» **Work required**
Return all of the data exactly as written, without the pictures.

· · · · · · ·

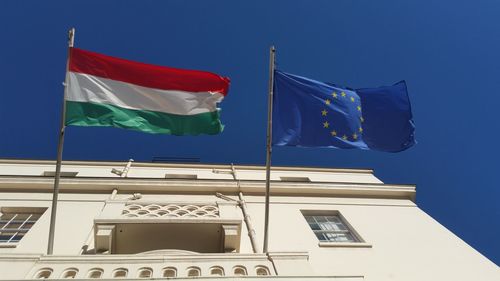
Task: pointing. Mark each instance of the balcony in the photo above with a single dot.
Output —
(134, 227)
(175, 264)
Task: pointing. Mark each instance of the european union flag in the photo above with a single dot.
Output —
(310, 113)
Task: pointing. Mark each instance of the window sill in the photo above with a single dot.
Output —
(8, 245)
(345, 244)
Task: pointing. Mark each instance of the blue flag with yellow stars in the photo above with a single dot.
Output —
(311, 113)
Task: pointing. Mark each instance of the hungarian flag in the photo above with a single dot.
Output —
(108, 91)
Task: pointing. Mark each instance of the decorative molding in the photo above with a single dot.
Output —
(170, 210)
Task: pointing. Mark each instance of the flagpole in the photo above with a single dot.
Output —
(272, 53)
(57, 176)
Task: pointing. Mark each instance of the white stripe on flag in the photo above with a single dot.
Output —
(89, 88)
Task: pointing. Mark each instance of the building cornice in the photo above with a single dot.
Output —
(206, 186)
(183, 165)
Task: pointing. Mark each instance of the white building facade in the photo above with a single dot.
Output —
(157, 220)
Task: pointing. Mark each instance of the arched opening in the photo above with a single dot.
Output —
(193, 272)
(217, 271)
(120, 273)
(43, 273)
(261, 270)
(240, 271)
(145, 272)
(95, 273)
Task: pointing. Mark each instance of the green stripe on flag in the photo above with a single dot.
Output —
(105, 115)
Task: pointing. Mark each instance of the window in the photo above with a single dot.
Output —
(170, 272)
(330, 228)
(15, 222)
(145, 272)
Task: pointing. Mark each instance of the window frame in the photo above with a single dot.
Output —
(358, 242)
(13, 232)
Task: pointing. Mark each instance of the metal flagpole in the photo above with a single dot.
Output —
(272, 52)
(50, 247)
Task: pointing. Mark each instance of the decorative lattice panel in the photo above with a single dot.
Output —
(170, 210)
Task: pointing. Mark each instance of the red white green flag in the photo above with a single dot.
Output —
(108, 91)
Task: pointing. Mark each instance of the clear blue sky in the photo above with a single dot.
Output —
(447, 51)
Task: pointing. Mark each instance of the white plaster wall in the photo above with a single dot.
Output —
(152, 171)
(406, 244)
(74, 221)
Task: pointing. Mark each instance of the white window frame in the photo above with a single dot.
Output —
(358, 241)
(34, 214)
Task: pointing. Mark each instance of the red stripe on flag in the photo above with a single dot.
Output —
(146, 75)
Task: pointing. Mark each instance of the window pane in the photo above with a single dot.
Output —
(15, 224)
(314, 226)
(330, 228)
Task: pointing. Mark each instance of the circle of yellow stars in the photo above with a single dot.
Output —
(353, 137)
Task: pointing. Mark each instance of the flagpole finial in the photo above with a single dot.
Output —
(71, 37)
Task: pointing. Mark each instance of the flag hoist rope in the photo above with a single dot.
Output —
(53, 212)
(272, 52)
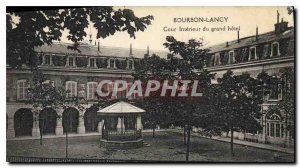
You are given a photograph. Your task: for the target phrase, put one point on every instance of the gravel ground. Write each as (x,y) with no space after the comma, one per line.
(166,146)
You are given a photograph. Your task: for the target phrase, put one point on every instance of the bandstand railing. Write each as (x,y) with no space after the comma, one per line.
(127,135)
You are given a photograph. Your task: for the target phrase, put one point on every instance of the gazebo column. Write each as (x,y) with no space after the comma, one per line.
(81,128)
(123,124)
(119,125)
(139,122)
(100,126)
(35,127)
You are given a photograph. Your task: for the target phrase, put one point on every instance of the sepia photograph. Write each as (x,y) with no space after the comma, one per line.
(142,84)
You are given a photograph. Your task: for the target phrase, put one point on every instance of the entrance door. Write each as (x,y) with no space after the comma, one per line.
(23,119)
(47,120)
(70,120)
(91,121)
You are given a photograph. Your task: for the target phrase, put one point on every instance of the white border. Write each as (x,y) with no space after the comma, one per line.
(122,3)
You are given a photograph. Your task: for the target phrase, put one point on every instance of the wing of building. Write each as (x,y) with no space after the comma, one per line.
(80,71)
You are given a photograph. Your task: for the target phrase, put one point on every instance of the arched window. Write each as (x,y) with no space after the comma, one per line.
(231,59)
(217,59)
(71,87)
(22,86)
(275,49)
(252,53)
(49,82)
(274,126)
(91,90)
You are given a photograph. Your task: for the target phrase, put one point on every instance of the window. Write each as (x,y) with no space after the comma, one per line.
(275,49)
(276,92)
(22,86)
(217,59)
(231,59)
(47,60)
(130,64)
(272,129)
(91,90)
(92,62)
(252,53)
(111,90)
(71,87)
(49,82)
(112,63)
(268,126)
(71,61)
(274,126)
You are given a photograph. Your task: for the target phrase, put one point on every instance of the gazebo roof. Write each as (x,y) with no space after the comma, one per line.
(121,107)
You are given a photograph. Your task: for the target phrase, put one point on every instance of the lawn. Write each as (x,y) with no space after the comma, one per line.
(166,146)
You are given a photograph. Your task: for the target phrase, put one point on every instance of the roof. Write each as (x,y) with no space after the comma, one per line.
(251,40)
(92,50)
(121,107)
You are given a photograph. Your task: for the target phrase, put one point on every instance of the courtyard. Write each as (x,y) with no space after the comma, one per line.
(166,146)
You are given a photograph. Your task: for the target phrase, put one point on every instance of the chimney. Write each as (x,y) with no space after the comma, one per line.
(90,39)
(256,37)
(130,53)
(148,53)
(280,27)
(278,17)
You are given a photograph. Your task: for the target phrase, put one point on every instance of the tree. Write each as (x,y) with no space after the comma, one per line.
(26,30)
(185,62)
(236,104)
(287,104)
(43,94)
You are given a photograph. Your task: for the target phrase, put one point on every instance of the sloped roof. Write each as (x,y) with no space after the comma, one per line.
(251,40)
(92,50)
(121,107)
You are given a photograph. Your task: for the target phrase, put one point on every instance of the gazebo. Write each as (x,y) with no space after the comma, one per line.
(121,126)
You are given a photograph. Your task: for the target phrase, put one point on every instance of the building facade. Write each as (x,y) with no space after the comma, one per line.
(269,52)
(78,72)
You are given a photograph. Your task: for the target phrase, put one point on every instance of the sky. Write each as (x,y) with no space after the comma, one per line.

· · · · · · ·

» **Worked solution**
Task: pointing. Mark each instance of the balcony in the photo above with a single dot.
Output —
(134, 227)
(175, 264)
Task: pointing. Mark each instance of the european union flag in the photo above with a single dot.
Output —
(310, 113)
Task: pointing. Mark each instance of the window sill in the photo above with a single dot.
Output —
(8, 245)
(345, 244)
Task: pointing. Mark each instance of the blue flag with yellow stars in the photo above with a single dot.
Output —
(311, 113)
Task: pointing. Mark each instance of the hungarian flag in the photo above with a single dot.
Output —
(108, 91)
Task: pointing. Mark each instance of the decorative molding in the photo above with a single dot.
Output —
(170, 210)
Task: pointing. Mark each instance of the flagpole in the photo above with a single dot.
Output —
(272, 53)
(57, 176)
Task: pointing. Mark each instance of the white stripe on flag in the photo above with a single dot.
Output —
(89, 88)
Task: pointing. Mark each instance of the building cornice in the photo above with a single dot.
Output —
(206, 186)
(183, 165)
Task: pointing. Mark each instance of the white building facade in the photo above with a single dot.
Output —
(157, 220)
Task: pointing. Mark each instance of the arched opening in the photo above with a single dot.
Output —
(193, 272)
(217, 271)
(120, 273)
(43, 273)
(261, 270)
(240, 271)
(145, 272)
(95, 273)
Task: pointing. Mark each instance of the green stripe on flag in the photo above with a single dot.
Output —
(105, 115)
Task: pointing. Mark each instance of the window in the photo above with a single dot.
Output —
(170, 272)
(330, 228)
(15, 222)
(145, 272)
Task: pointing. Mark each instance of the window frame in the photo above with a single dot.
Output —
(358, 242)
(13, 232)
Task: pointing. Mark each instance of the metal flagpole in the photo above with a single dot.
Output —
(272, 52)
(50, 247)
Task: pointing. Mark each instance of the decorative lattice panel in the photo above with a single dot.
Output —
(170, 210)
Task: pointing. Mark each instance of the red white green flag in the photo above with a single dot.
Output —
(108, 91)
Task: pointing. Mark each instance of the clear blue sky in the photo above with a single dot.
Output —
(447, 51)
Task: pointing. Mark each instance of the white plaster wall in the photo above with a single dot.
Output —
(152, 171)
(406, 244)
(74, 221)
Task: pointing. Mark each instance of the white window frame in the photo above with a single dot.
Output —
(358, 241)
(34, 214)
Task: pointing. Mark each instance of the red stripe on flag in the photo above with a single dot.
Output —
(146, 75)
Task: pointing. Mark each instance of the window pane in the photo above with a single dot.
Output —
(15, 224)
(314, 226)
(330, 228)
Task: pointing. Mark each instance of the circle of yellow stars in the photo above with a single dot.
Output —
(353, 137)
Task: pointing. Mark each instance of the flagpole finial in the photo above with a single dot.
Output —
(71, 37)
Task: pointing. Mark each instance of the flag hoist rope in the photo above with a single dot.
Output —
(53, 212)
(272, 52)
You are given a photograph. Your task: for the target phrase, put one point on every instance of the gravel ground. Write each as (x,y) with no space after the comma, one per line.
(166,146)
You are given a photograph. Your task: for the target phrase, put one point on every instance of the bandstand railing. Write each as (x,y) with no space after the comma, one per line.
(127,135)
You are given a photograph. Your task: for the target phrase, put one point on every instance of the gazebo column. Write each as (x,y) with no space after the comma, one per line.
(81,128)
(123,124)
(119,125)
(139,122)
(100,126)
(35,127)
You are given a photograph. Your task: for the target phrase, put one point on every instance of the sepia photograph. Write each as (x,y) with no space after the comma, one per line.
(142,84)
You are given a photograph. Your task: for the target phrase, put one point on every instance of the entrance door. Write each as (x,y) with no space after the comma, one per line.
(23,119)
(47,120)
(70,120)
(91,121)
You are given a photograph. Your task: for the target phrase, put one point on every instance of the white border. Write each as (x,y) with no space after the comma, one per line.
(122,3)
You are given a photograph. Your task: for the target phrase, put one point on every instance of the wing of building. Write each as (x,y) with no space after the comma, one per line.
(80,71)
You are given a photograph. Your task: for the target phrase, put one point on every instance of the arched window. Write each as (x,y) with no space after the comma, one per line.
(231,59)
(217,59)
(71,87)
(22,86)
(275,49)
(252,53)
(49,82)
(274,126)
(91,90)
You are given a photograph. Your task: for the target phrase, put one point on every instance of the window. Write each as (x,y) with no space after the comma, one per line.
(275,49)
(276,92)
(22,86)
(217,59)
(231,59)
(47,60)
(130,64)
(272,129)
(91,90)
(92,62)
(252,53)
(111,90)
(71,87)
(49,82)
(112,63)
(268,126)
(71,61)
(274,126)
You are given a photograph. Your task: for the target phrase, put one point on every instance of the gazebo roof. Write each as (x,y) with no space after the comma, one per line.
(121,107)
You are given a photograph. Your task: for the target phrase, put one point on every instance of the lawn. Write each as (x,y) with no space after the comma, one per line.
(166,146)
You are given a photograph. Your task: for the target phrase, put one point on every instance of the roof. Write each as (x,y) with no space after the comma, one per line.
(251,40)
(92,50)
(121,107)
You are given a photograph. Your task: for the target phrase, put one point on every instance of the courtyard. Write each as (x,y) with no space after the comma, one per line.
(166,146)
You are given a photograph. Your task: for the target phrase, put one point on every instance of the chimney. Write each as (x,y) with no space after the comma, one per line.
(90,39)
(256,37)
(130,53)
(148,53)
(280,27)
(278,17)
You are given a photograph. Your task: for the target phrase, put one point on every instance of the tree. Write each as (x,y) with no space after the comma, one per line.
(26,30)
(185,62)
(236,104)
(287,104)
(43,94)
You are given a photograph. Your task: for the target phrase, put one point on every instance of the sloped roof. Write each as (x,y) with no space after the comma, one per line.
(251,40)
(92,50)
(121,107)
You are given a photograph. Your task: for the target phrase, put one point on every instance of the gazebo. Write each as (x,y) with no space after the comma, one per line.
(121,126)
You are given a photograph. Your task: for the target phrase, put one point on every instance of the building facade. Write each as (x,y) with no space after the comma, one per line.
(269,52)
(78,72)
You are given a photograph. Your task: for the target phrase, put one point on every instance of the sky. Write each as (x,y) with no space after the comma, one per line.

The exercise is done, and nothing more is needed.